EXCERPTED TEXT:

2

i am having an issue with german umlaute ä ö ü ... when using match against in my sql query

when i search for "äpfel" i get also "apfel" when using utf8_general_ci but what i want is to just get "äpfel", now when i change to utf8_bin i get exactly that BUT its case sensitive. so Äpfel or Apfel will not find äpfel or apfel

i would need utf8_bin_ci which does actually not exist i assume?

using utf8_bin with match against and lower(field) or lcase(field) turns out with an error so....what can i do to solve this?

query is like;

select * FROM table where MATCH(field) AGAINST ('äpfel')

and what i need but does not work is

select * FROM table where MATCH(lcase(field)) AGAINST ('äpfel')

in utf8_bin

Janus
  • 41
  • 3

2 Answers2

1

Alas, you get a choice between comparing the bits (no case or accent folding) with ..._bin or both case-folding and accent stripping with all the ..._ci Collations.

This provides info what characters are equivalent or not. For example, in utf8_german2_ci, these are treated as equal:

    A=a=ª=À=Á=Â=Ã=Å=à=á=â=ã=å=Ā=ā=Ą=ą

But these come later when sorting:

    ae=Ä=Æ=ä=æ

Of note: _general_ci never treats a 2-letter pair as equal to a single character, hence ae and æ are necessarily unequal in utf8_general_ci.

DATASET CONTENT:
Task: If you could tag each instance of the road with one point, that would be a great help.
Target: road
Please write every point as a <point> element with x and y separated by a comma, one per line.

REQUIRED TASKS:
1 > In the thread on MySQL umlaut searches, why are ae and æ necessarily unequal in utf8_general_ci?
2 > Write the next part of the thread on MySQL umlaut searches, continuing after its final sentence.
Nothing in the listing is needed.

OUTPUTS IN ORDER:
1 > Because _general_ci never treats a two-letter pair as equal to a single character.

2 >
Rick James
  • 135,179
  • 13
  • 127
  • 222
0

It does sound like you need utf8_bin_ci but it does not exists, only utf8_bin does.

If you want to add case insensitivity, you need to add LOWER() to both elements like:

mysql> SELECT LOWER('Äpfel') = LOWER('äpfel') COLLATE utf8_bin;
+----------------------------------------------------+
| LOWER('Äpfel') = LOWER('äpfel') COLLATE utf8_bin   |
+----------------------------------------------------+
|                                                  1 |
+----------------------------------------------------+
1 row in set (0.00 sec)

-> expected result


mysql> SELECT LOWER('Äpfel') = LOWER('apfel') COLLATE utf8_bin;
+---------------------------------------------------+
| LOWER('Äpfel') = LOWER('apfel') COLLATE utf8_bin  |
+---------------------------------------------------+
|                                                 0 |
+---------------------------------------------------+
1 row in set (0.00 sec)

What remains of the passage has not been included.